───── Input for this task

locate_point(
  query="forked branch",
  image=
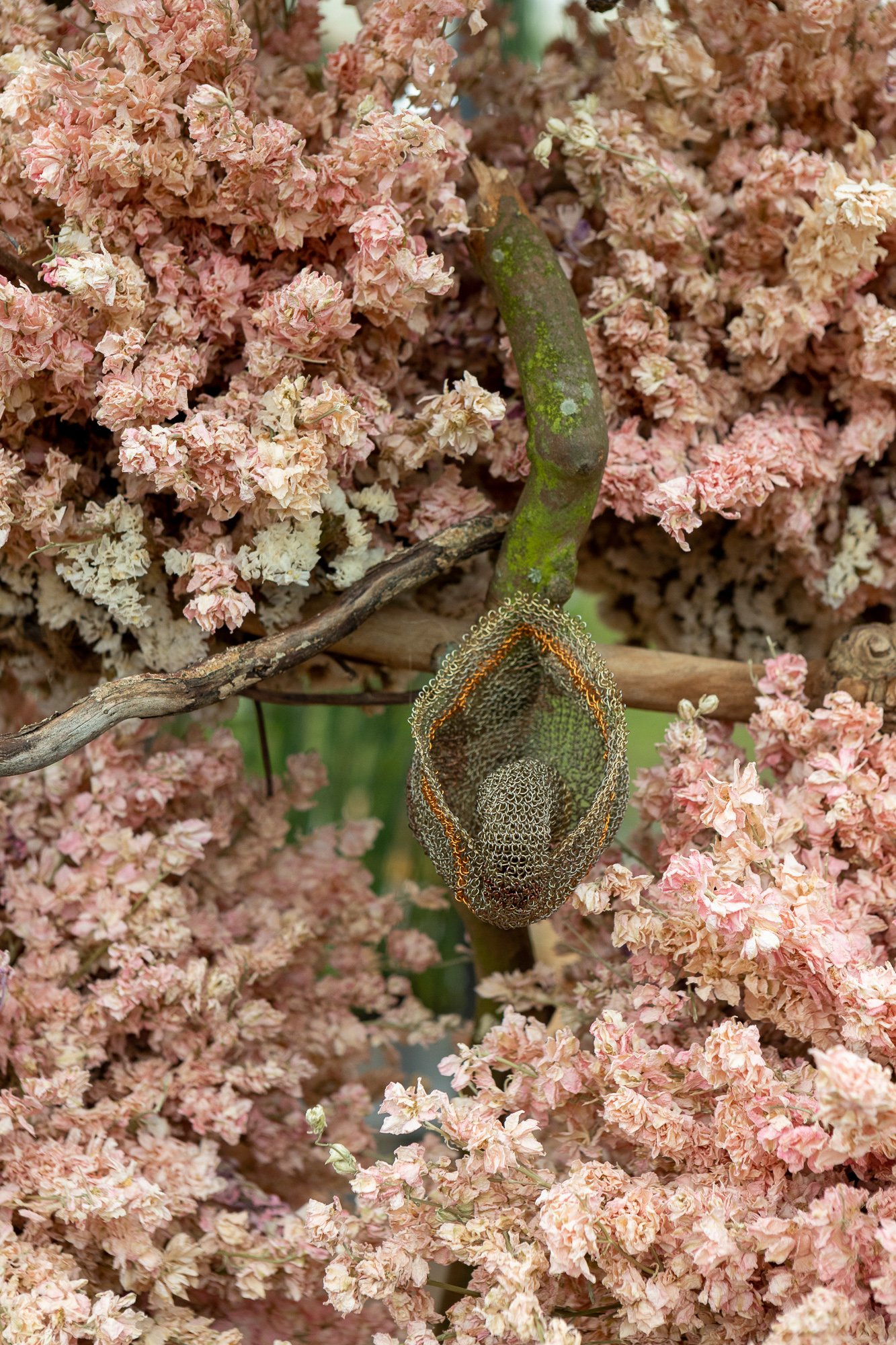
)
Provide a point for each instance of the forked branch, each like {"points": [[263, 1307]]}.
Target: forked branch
{"points": [[150, 696]]}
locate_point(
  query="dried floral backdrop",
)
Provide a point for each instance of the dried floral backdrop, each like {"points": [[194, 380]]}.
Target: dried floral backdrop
{"points": [[244, 356]]}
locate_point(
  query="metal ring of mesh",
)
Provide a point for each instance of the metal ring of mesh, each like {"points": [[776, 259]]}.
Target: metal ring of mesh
{"points": [[520, 777]]}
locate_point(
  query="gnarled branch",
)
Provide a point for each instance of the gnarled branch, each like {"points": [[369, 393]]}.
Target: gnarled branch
{"points": [[231, 673]]}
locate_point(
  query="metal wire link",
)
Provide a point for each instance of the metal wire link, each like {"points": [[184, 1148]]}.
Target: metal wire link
{"points": [[520, 777]]}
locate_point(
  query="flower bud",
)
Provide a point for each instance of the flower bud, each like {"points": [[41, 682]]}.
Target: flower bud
{"points": [[317, 1121], [342, 1161]]}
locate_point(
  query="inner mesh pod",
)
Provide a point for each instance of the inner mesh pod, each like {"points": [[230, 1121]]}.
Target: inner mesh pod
{"points": [[520, 777]]}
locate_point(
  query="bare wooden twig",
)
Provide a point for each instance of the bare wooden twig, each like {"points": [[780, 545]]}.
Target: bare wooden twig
{"points": [[15, 268], [233, 672], [263, 697]]}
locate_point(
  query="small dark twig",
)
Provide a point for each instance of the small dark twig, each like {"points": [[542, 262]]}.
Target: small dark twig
{"points": [[14, 268], [266, 750]]}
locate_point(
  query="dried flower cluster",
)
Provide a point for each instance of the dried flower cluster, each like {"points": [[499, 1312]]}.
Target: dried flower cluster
{"points": [[252, 360], [179, 987], [267, 360], [702, 1149]]}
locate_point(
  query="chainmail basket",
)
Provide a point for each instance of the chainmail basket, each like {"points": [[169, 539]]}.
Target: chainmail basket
{"points": [[520, 775]]}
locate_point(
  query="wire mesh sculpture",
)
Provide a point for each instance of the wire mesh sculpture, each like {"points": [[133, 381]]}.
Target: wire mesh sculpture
{"points": [[520, 777]]}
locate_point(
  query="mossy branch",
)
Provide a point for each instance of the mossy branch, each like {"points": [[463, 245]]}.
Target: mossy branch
{"points": [[567, 451], [564, 412]]}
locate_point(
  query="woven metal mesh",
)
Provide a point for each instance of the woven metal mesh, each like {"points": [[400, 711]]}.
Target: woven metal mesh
{"points": [[520, 775]]}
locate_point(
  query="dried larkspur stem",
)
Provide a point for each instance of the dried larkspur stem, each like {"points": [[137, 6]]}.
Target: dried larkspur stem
{"points": [[520, 775]]}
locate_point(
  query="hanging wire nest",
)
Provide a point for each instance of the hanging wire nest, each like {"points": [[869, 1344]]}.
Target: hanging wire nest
{"points": [[520, 775]]}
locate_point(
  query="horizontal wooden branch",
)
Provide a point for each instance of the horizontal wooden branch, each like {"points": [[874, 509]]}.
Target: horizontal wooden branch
{"points": [[649, 680], [150, 696], [264, 697]]}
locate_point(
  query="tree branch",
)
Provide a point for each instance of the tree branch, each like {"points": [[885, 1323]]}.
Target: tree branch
{"points": [[231, 673], [567, 449], [567, 430], [14, 268]]}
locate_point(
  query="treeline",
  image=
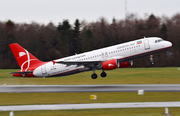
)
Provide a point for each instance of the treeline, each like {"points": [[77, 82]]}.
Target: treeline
{"points": [[49, 42]]}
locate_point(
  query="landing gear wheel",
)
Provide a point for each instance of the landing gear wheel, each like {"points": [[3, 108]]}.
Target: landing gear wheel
{"points": [[152, 60], [94, 76], [153, 63], [103, 74]]}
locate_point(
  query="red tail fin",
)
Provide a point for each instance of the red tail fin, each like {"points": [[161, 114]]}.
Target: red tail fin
{"points": [[23, 57]]}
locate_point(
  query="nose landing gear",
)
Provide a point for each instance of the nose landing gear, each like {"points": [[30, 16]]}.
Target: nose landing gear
{"points": [[94, 75]]}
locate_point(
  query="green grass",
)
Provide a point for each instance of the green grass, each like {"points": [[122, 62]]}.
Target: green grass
{"points": [[104, 97], [118, 76]]}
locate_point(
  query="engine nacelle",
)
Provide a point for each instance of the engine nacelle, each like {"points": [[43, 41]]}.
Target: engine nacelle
{"points": [[114, 63]]}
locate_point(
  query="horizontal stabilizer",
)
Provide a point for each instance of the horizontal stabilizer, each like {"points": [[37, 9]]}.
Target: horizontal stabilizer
{"points": [[25, 72]]}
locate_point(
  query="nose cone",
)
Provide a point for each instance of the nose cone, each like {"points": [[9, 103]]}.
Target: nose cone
{"points": [[168, 44]]}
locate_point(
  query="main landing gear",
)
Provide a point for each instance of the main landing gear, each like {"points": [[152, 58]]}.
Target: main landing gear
{"points": [[94, 75], [152, 61]]}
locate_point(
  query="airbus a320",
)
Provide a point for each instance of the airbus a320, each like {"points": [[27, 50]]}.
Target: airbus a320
{"points": [[109, 58]]}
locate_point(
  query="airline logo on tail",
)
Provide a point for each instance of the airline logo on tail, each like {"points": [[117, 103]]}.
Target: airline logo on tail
{"points": [[21, 54]]}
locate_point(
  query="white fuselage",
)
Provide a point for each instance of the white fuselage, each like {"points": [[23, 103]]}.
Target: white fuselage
{"points": [[123, 52]]}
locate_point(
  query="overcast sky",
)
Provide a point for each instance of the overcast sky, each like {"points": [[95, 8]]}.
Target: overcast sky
{"points": [[44, 11]]}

──────────

Quote the records in full and exactly; skip any image.

locate_point(
  query="forked branch",
  image=
)
Provide a point for each instance of the forked branch, each like {"points": [[263, 1307]]}.
Target: forked branch
{"points": [[150, 696]]}
locate_point(
  query="dried floral backdrop",
)
Provide a point for each instance of the dried floral backdrop, each like {"points": [[194, 380]]}.
Target: dried floral backdrop
{"points": [[244, 356]]}
locate_point(
  query="metal ring of mesh",
)
Provide a point for each instance of the metal ring of mesh, each like {"points": [[776, 259]]}.
Target: metal ring of mesh
{"points": [[520, 777]]}
locate_point(
  query="gnarled branch",
)
Provide a point for each instance of the gnarled branch, each like {"points": [[369, 393]]}.
Target: gnarled branch
{"points": [[231, 673]]}
locate_point(
  query="metal wire link",
)
Provide a point for each instance of the metal wire link, each like {"points": [[184, 1148]]}.
Target: metal wire link
{"points": [[520, 777]]}
locate_point(
  query="flower bud",
)
Provide a point for each instance of the flower bud, each like {"points": [[41, 682]]}.
Target: flower bud
{"points": [[317, 1121], [342, 1161]]}
locate_point(
  query="inner mesh pod",
)
Provide a point for each instance of the inner mesh pod, each like {"points": [[230, 1121]]}.
Target: inner mesh pod
{"points": [[520, 777]]}
locate_point(
  query="bare wooden twig",
)
Provide a point for each instance of the bare wooden twig, each like {"points": [[780, 545]]}.
Target: bare wooden twig
{"points": [[15, 268], [233, 672], [263, 697]]}
locate_point(
  query="small dark twig",
)
Provide a point for each instance of the small dark twig, each like {"points": [[542, 262]]}.
Target: small dark twig
{"points": [[14, 268], [266, 750]]}
locate_point(
  query="dried flower cluster",
)
Provide a point for each instance of the dried flower cluster, each like {"points": [[499, 1312]]}.
Target: dried flower cluster
{"points": [[252, 360], [179, 987], [267, 360], [702, 1149]]}
locate_point(
  query="chainmail basket",
)
Provide a point for each instance of the chainmail basket, each like {"points": [[169, 539]]}.
Target: chainmail basket
{"points": [[520, 775]]}
locate_point(
  query="wire mesh sculpture",
)
Provide a point for each instance of the wire mesh sculpture, each like {"points": [[133, 381]]}.
Target: wire mesh sculpture
{"points": [[520, 777]]}
locate_point(
  query="mossy branch",
)
Provide a point for each instance of the mossy branch, each like {"points": [[463, 245]]}.
Target: mossy branch
{"points": [[567, 451], [564, 412]]}
locate_point(
  query="woven metal mesh",
)
Provide a point for each instance of the woven metal mesh, each like {"points": [[400, 711]]}.
Target: woven metal mesh
{"points": [[520, 775]]}
locate_point(
  query="dried larkspur stem",
)
Provide a point for each instance of the dried larkspur stem, each like {"points": [[137, 6]]}.
Target: dried larkspur stem
{"points": [[520, 775]]}
locate_point(
  query="hanging wire nest",
)
Provide a point for each instance of the hanging wire nest, each like {"points": [[869, 1344]]}.
Target: hanging wire nest
{"points": [[520, 775]]}
locate_point(
  query="horizontal wooden branch",
)
Provide a point for each instance of the horizontal wooden branch, each like {"points": [[874, 509]]}.
Target: horizontal wooden branch
{"points": [[649, 680], [150, 696], [264, 697]]}
locate_point(
  query="tree branch",
)
Provide a point for each instance of the tree branch, each like {"points": [[885, 1323]]}.
Target: tree branch
{"points": [[231, 673], [567, 449], [567, 430], [14, 268]]}
locate_point(
  query="treeline",
  image=
)
Provide a point for each instance of the treeline, each like {"points": [[77, 82]]}.
Target: treeline
{"points": [[49, 42]]}
locate_point(
  query="landing gear wheel",
)
Provide a point for each instance of the landing gear wheel, each like {"points": [[3, 108]]}.
Target: landing gear wheel
{"points": [[152, 60], [94, 76], [153, 63], [103, 74]]}
locate_point(
  query="red tail fin",
)
Provide a point for each instance of the red tail fin, each like {"points": [[161, 114]]}.
Target: red tail fin
{"points": [[23, 57]]}
locate_point(
  query="nose landing gear",
)
Provide a point for each instance of the nose landing gear, each like {"points": [[30, 16]]}.
Target: nose landing gear
{"points": [[94, 75]]}
locate_point(
  query="green grass",
)
Provide a point for each instance of the green grass, each like {"points": [[122, 62]]}.
Target: green grass
{"points": [[104, 97], [118, 76]]}
locate_point(
  query="engine nacelle",
)
Provide a point for each instance of the engine nacelle, each like {"points": [[43, 41]]}.
Target: engine nacelle
{"points": [[114, 63]]}
locate_point(
  query="horizontal stabilizer",
)
Provide a point for each instance of the horizontal stabilizer, each like {"points": [[37, 9]]}.
Target: horizontal stabilizer
{"points": [[25, 72]]}
locate_point(
  query="nose cone",
)
Provide a point for each instance of the nose cone, each like {"points": [[9, 103]]}.
Target: nose cone
{"points": [[168, 44]]}
locate_point(
  query="main landing gear",
)
Provide a point for each instance of the main landing gear, each like {"points": [[152, 58]]}.
Target: main landing gear
{"points": [[94, 75], [152, 61]]}
locate_point(
  query="airbus a320",
)
Provide a point for each instance of the airbus a320, each like {"points": [[27, 50]]}.
Target: airbus a320
{"points": [[109, 58]]}
locate_point(
  query="airline logo on tail",
)
Provide a point for each instance of the airline logo on tail, each like {"points": [[117, 103]]}.
Target: airline logo on tail
{"points": [[21, 54]]}
locate_point(
  query="white fuselage",
)
Provide a point for each instance of the white fuselage, each like {"points": [[23, 103]]}.
Target: white fuselage
{"points": [[123, 52]]}
locate_point(
  query="overcast sky",
)
Provide a point for each instance of the overcast sky, each like {"points": [[95, 8]]}.
Target: overcast sky
{"points": [[44, 11]]}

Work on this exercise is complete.